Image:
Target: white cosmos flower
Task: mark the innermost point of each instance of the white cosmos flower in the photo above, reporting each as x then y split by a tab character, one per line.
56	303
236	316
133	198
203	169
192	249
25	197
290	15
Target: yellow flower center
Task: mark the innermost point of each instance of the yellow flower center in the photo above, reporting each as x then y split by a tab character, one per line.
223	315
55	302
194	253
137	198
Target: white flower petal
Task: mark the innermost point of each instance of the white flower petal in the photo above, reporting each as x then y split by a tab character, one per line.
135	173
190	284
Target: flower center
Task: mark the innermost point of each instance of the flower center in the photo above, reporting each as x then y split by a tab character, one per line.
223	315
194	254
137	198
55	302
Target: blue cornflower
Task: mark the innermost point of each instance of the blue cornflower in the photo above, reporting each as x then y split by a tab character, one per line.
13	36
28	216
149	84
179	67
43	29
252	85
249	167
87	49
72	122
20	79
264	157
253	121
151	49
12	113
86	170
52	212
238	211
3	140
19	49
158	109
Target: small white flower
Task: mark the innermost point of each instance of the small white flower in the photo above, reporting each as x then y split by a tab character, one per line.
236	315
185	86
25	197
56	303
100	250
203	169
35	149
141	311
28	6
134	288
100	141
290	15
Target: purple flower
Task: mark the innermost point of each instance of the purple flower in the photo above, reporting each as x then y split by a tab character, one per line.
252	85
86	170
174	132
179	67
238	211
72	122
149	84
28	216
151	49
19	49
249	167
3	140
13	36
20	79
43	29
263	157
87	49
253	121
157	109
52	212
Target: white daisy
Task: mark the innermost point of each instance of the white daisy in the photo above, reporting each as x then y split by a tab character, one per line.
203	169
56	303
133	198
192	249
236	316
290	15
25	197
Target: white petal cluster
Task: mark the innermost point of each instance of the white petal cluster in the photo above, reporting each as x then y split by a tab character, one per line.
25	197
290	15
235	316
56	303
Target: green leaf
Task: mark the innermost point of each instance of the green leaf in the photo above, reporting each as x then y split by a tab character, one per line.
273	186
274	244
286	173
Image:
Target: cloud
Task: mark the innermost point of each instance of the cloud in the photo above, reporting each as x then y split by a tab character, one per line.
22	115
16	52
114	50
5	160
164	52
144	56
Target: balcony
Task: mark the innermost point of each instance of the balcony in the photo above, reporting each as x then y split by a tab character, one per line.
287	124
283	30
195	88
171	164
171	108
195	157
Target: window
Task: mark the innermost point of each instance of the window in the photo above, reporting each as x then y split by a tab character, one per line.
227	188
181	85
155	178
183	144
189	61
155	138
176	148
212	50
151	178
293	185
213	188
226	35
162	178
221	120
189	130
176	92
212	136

**EXERCISE REQUIREMENTS**. Rewrite the lines starting at the one that contains "Target: green leaf" and ending at the last of the lines, replacing "balcony" with "terrace" and changing nothing else. Give only those lines.

**SOLUTION FOR THIS PROBLEM**.
Target: green leaf
Task: mark the innermost point of each instance of the green leaf in the photo above, reporting each as x then y split by a tab character, one per line.
273	186
274	244
286	173
Image:
Target: cloud
Task: mark the innermost point of each instance of the cloud in the photo above, reporting each as x then y split by a tab character, one per line.
22	115
16	52
114	50
5	160
164	52
144	56
Target: terrace
Task: mark the innermost point of each instance of the terrace in the photo above, reporting each as x then y split by a tab character, one per line.
287	124
283	30
195	88
171	164
171	108
195	157
Target: window
Task: mark the innermost point of each instance of the window in the photo above, reporting each as x then y split by a tab character, one per line.
227	188
181	85
155	178
183	144
189	61
155	138
176	148
212	50
151	178
293	185
213	188
226	35
162	178
221	120
189	130
176	92
212	136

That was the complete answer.